— Challenge —
Change every "response body" in the data below to "reply", and return all the lines with nothing else altered.

— Data extract —
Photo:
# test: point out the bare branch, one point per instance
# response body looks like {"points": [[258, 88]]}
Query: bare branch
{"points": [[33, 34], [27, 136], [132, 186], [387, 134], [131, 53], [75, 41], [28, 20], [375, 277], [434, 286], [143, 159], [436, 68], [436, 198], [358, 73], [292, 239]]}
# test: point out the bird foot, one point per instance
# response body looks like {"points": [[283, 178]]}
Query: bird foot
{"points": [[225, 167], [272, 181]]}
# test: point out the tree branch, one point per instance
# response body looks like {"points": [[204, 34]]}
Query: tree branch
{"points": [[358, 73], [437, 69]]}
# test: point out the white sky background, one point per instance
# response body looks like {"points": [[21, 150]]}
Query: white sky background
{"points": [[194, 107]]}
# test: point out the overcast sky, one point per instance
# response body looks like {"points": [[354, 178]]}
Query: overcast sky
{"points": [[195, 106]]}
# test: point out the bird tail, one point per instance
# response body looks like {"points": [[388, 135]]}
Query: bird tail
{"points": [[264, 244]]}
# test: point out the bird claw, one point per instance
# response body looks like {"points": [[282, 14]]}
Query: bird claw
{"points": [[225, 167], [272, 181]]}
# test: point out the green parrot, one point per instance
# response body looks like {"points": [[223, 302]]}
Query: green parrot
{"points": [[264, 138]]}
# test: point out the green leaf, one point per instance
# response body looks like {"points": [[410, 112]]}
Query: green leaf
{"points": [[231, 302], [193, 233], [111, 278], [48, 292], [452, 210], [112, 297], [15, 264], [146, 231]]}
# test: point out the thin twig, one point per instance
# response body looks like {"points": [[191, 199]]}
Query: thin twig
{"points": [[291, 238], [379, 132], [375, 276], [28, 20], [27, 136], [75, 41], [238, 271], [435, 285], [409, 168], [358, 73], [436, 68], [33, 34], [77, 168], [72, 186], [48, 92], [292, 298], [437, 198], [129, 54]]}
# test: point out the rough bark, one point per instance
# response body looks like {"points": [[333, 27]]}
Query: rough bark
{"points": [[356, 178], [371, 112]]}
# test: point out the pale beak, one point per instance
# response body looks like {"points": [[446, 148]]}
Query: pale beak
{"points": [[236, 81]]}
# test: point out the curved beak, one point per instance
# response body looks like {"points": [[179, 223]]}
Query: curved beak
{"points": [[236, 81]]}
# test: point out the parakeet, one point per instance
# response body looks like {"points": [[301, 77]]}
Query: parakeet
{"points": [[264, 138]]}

— Written response —
Photo:
# test: point out the bare branch, one point per instance
# reply looks like {"points": [[258, 88]]}
Query: bare branch
{"points": [[33, 34], [27, 136], [132, 186], [387, 134], [131, 53], [75, 41], [28, 20], [375, 277], [434, 286], [143, 159], [436, 68], [436, 198], [358, 73], [292, 239]]}
# test: point out the bird foot, one point per instance
# reply looks like {"points": [[283, 178]]}
Query: bird foot
{"points": [[225, 167], [272, 181]]}
# test: point out the tree branch, one point per instance
# reply looks like {"points": [[204, 34]]}
Query: tree branch
{"points": [[358, 73], [437, 69]]}
# test: point out the white sky background, one point per instance
# reply looks like {"points": [[21, 150]]}
Query: white sky background
{"points": [[194, 107]]}
# test: point out the overcast sky, one point per instance
# reply looks like {"points": [[354, 178]]}
Query: overcast sky
{"points": [[195, 106]]}
# test: point out the bird tail, one point per instance
# reply looks like {"points": [[388, 135]]}
Query: bird tail
{"points": [[264, 244]]}
# test: point out the bird claw, one point per instance
# reply looks like {"points": [[282, 14]]}
Query: bird claw
{"points": [[225, 167], [272, 181]]}
# test: point out the green parrot, one point per instance
# reply looks like {"points": [[223, 302]]}
Query: green parrot
{"points": [[264, 138]]}
# test: point out the green leaf, one point per instance
# reply looks like {"points": [[410, 112]]}
Query: green leaf
{"points": [[231, 302], [193, 233], [111, 278], [48, 292], [452, 210], [112, 297], [15, 264], [146, 231]]}
# test: point out the thin twig, one point per instance
# reply looks like {"points": [[191, 199]]}
Query: thin twig
{"points": [[291, 238], [379, 132], [375, 276], [28, 20], [27, 136], [75, 41], [238, 271], [435, 285], [409, 168], [358, 73], [436, 68], [33, 34], [77, 168], [72, 186], [48, 92], [292, 298], [437, 198], [129, 54]]}
# test: point out the rough bark, one point per instance
# reply looks like {"points": [[333, 27]]}
Query: rough bark
{"points": [[356, 178], [371, 112]]}
# test: point out the pale beak, one point per instance
# reply looks like {"points": [[446, 148]]}
Query: pale beak
{"points": [[236, 81]]}
# test: point out the curved beak, one point per instance
# reply looks like {"points": [[179, 223]]}
Query: curved beak
{"points": [[236, 81]]}
# test: point out the parakeet, one point per instance
# reply looks like {"points": [[301, 77]]}
Query: parakeet
{"points": [[264, 138]]}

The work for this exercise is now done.